| GIVEN INFORMATION |
___

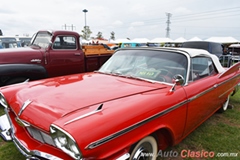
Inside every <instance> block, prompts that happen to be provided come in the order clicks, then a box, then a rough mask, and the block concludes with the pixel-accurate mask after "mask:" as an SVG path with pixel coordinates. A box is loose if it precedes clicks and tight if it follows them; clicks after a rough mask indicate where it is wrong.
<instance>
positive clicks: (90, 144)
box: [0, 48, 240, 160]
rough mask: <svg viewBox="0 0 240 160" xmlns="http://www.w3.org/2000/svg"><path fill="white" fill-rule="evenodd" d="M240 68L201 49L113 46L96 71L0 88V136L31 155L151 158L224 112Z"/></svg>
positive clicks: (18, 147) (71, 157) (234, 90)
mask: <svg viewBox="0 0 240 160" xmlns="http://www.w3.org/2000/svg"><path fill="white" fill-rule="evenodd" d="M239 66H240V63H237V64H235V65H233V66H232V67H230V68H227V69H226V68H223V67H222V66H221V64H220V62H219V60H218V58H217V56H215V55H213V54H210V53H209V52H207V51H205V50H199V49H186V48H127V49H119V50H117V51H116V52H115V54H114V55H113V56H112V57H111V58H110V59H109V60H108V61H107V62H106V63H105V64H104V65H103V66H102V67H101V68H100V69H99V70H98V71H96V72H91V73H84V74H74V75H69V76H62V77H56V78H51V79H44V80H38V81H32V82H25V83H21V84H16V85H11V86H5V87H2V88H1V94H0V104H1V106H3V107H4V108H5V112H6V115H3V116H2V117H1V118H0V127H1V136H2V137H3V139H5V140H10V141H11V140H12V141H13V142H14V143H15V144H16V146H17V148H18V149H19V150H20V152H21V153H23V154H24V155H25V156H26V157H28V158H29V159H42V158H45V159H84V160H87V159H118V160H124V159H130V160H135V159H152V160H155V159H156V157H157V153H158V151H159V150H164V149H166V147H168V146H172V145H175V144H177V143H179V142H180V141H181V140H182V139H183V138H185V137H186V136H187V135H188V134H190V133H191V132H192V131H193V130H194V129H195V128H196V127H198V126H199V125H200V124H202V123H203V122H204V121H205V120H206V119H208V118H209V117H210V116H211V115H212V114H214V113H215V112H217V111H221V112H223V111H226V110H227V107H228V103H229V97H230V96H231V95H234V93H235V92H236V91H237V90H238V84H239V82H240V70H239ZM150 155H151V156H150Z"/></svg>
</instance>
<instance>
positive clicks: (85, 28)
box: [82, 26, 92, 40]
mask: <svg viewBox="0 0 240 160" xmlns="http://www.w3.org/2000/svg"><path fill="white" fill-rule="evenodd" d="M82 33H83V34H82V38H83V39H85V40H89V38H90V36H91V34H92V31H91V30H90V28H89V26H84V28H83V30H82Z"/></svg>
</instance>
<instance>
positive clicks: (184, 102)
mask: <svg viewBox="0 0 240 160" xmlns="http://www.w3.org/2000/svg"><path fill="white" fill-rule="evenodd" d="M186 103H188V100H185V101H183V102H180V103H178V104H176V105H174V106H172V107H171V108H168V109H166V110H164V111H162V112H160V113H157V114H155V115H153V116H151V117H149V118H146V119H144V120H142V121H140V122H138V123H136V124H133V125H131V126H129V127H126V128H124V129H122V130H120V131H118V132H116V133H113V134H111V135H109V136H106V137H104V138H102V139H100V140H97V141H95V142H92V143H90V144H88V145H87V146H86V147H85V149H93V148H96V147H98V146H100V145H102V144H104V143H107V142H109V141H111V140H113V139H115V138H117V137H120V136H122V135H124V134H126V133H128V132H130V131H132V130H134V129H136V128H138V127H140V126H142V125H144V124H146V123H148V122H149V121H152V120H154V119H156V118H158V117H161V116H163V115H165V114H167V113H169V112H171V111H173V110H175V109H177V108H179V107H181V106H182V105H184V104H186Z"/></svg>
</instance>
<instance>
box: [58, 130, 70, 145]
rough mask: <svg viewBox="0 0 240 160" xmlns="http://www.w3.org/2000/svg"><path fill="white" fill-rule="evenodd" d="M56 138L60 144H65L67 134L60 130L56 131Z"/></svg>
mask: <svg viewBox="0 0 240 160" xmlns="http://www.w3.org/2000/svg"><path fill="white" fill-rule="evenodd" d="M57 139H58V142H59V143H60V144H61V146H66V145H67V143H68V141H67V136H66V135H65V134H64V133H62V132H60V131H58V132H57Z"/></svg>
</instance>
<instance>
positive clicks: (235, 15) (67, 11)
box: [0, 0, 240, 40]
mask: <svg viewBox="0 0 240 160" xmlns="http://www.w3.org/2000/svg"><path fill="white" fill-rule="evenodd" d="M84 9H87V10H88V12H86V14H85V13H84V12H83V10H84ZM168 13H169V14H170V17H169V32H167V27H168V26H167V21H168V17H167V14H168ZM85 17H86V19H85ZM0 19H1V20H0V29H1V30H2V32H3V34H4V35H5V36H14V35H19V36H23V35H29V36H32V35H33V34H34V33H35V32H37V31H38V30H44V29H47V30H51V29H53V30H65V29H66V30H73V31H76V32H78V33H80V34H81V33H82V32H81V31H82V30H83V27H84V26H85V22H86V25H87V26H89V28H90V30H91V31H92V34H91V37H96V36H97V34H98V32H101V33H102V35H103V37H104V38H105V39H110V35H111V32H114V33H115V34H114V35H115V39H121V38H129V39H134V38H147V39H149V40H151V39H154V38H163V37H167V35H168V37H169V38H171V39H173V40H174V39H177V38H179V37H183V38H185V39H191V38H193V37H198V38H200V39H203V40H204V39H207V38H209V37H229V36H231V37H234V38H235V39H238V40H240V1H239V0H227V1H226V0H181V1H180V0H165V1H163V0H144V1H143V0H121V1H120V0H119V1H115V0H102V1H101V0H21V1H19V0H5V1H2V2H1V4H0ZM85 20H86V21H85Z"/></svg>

___

| PROBLEM TO WORK ON |
Where a record above contains a picture, leave the picture out and transcribe everything else exactly.

| ANSWER TO THE EXERCISE |
Inside every <instance> block, prompts that happen to be provided come in the order clicks, then a box, then a rough mask, and the block concludes with the pixel-accurate mask after "mask:" as an SVG path with pixel coordinates. A box is loose if it precedes clicks and tight if it follows them; clicks after a rough mask indicate where it is wrong.
<instance>
positive clicks: (90, 144)
box: [0, 48, 240, 160]
rough mask: <svg viewBox="0 0 240 160" xmlns="http://www.w3.org/2000/svg"><path fill="white" fill-rule="evenodd" d="M240 68L201 49L113 46L96 71L0 88V136L31 155L151 158L224 112Z"/></svg>
positive clicks: (18, 147) (71, 157) (234, 90)
mask: <svg viewBox="0 0 240 160" xmlns="http://www.w3.org/2000/svg"><path fill="white" fill-rule="evenodd" d="M239 66H240V63H237V64H235V65H233V66H232V67H230V68H227V69H226V68H223V67H222V66H221V64H220V62H219V60H218V58H217V56H215V55H213V54H210V53H209V52H207V51H205V50H199V49H186V48H127V49H119V50H117V51H116V52H115V54H114V55H113V56H112V57H111V58H110V59H109V60H108V61H107V62H106V63H105V64H104V65H103V66H102V67H101V68H100V69H99V70H98V71H96V72H91V73H84V74H74V75H69V76H62V77H56V78H51V79H44V80H38V81H32V82H25V83H21V84H16V85H11V86H5V87H2V88H1V94H0V104H1V106H3V107H4V108H5V112H6V115H3V116H2V117H1V118H0V127H1V136H2V137H3V139H5V140H10V141H11V140H12V141H13V142H14V143H15V144H16V146H17V148H18V149H19V150H20V152H21V153H23V154H24V155H25V156H26V157H28V158H29V159H42V158H45V159H84V160H87V159H118V160H124V159H130V160H135V159H152V160H155V159H156V157H157V153H158V151H159V150H164V149H166V147H168V146H172V145H175V144H177V143H179V142H180V141H181V140H182V139H183V138H185V137H186V136H187V135H188V134H190V133H191V132H192V131H193V130H194V129H195V128H196V127H198V126H199V125H200V124H202V123H203V122H204V121H205V120H206V119H208V118H209V117H210V116H211V115H212V114H214V113H215V112H217V111H221V112H223V111H226V110H227V107H228V103H229V97H230V96H231V95H234V93H235V92H236V91H237V90H238V84H239V82H240V70H239ZM150 155H151V156H150Z"/></svg>
</instance>
<instance>
positive clicks: (85, 28)
box: [82, 26, 92, 40]
mask: <svg viewBox="0 0 240 160" xmlns="http://www.w3.org/2000/svg"><path fill="white" fill-rule="evenodd" d="M82 33H83V34H82V38H83V39H85V40H89V38H90V36H91V34H92V31H91V30H90V28H89V26H84V28H83V30H82Z"/></svg>
</instance>
<instance>
positive clicks: (184, 102)
mask: <svg viewBox="0 0 240 160" xmlns="http://www.w3.org/2000/svg"><path fill="white" fill-rule="evenodd" d="M186 103H188V100H185V101H183V102H180V103H178V104H176V105H174V106H172V107H171V108H168V109H166V110H164V111H162V112H160V113H157V114H155V115H153V116H151V117H149V118H146V119H144V120H142V121H140V122H138V123H136V124H133V125H131V126H129V127H126V128H124V129H122V130H120V131H118V132H116V133H113V134H111V135H109V136H106V137H104V138H102V139H100V140H97V141H95V142H92V143H90V144H88V145H87V146H86V147H85V149H93V148H96V147H98V146H100V145H102V144H104V143H107V142H109V141H111V140H113V139H115V138H117V137H120V136H122V135H124V134H126V133H128V132H130V131H132V130H134V129H136V128H138V127H140V126H142V125H144V124H146V123H148V122H149V121H152V120H154V119H156V118H158V117H161V116H163V115H165V114H167V113H169V112H171V111H173V110H175V109H177V108H179V107H181V106H182V105H184V104H186Z"/></svg>
</instance>
<instance>
box: [58, 130, 70, 145]
rough mask: <svg viewBox="0 0 240 160" xmlns="http://www.w3.org/2000/svg"><path fill="white" fill-rule="evenodd" d="M56 138L60 144H65L67 134L60 130L56 131Z"/></svg>
mask: <svg viewBox="0 0 240 160" xmlns="http://www.w3.org/2000/svg"><path fill="white" fill-rule="evenodd" d="M57 139H58V142H59V143H60V144H61V146H66V145H67V143H68V141H67V136H66V135H65V134H64V133H62V132H60V131H58V132H57Z"/></svg>
</instance>
<instance>
positive clicks: (235, 15) (67, 11)
box: [0, 0, 240, 40]
mask: <svg viewBox="0 0 240 160" xmlns="http://www.w3.org/2000/svg"><path fill="white" fill-rule="evenodd" d="M84 9H87V10H88V12H86V14H85V13H84V12H83V10H84ZM168 13H169V14H170V17H169V32H167V27H168V26H167V21H168V17H167V14H168ZM85 17H86V19H85ZM0 19H1V20H0V29H1V30H2V32H3V34H4V35H5V36H14V35H19V36H23V35H29V36H32V35H33V34H34V33H35V32H37V31H38V30H44V29H47V30H51V29H53V30H65V29H66V30H73V31H76V32H78V33H80V34H81V33H82V32H81V31H82V30H83V27H84V26H85V22H86V25H87V26H89V28H90V30H91V31H92V34H91V37H96V36H97V34H98V32H101V33H102V35H103V37H104V38H105V39H110V35H111V32H114V33H115V34H114V35H115V39H121V38H129V39H134V38H147V39H149V40H151V39H154V38H163V37H167V35H168V37H169V38H171V39H173V40H174V39H177V38H179V37H183V38H185V39H191V38H193V37H198V38H200V39H203V40H204V39H207V38H209V37H229V36H231V37H234V38H235V39H238V40H240V1H239V0H227V1H226V0H181V1H180V0H165V1H163V0H144V1H143V0H121V1H120V0H119V1H115V0H102V1H101V0H21V1H19V0H5V1H2V2H1V4H0ZM85 20H86V21H85Z"/></svg>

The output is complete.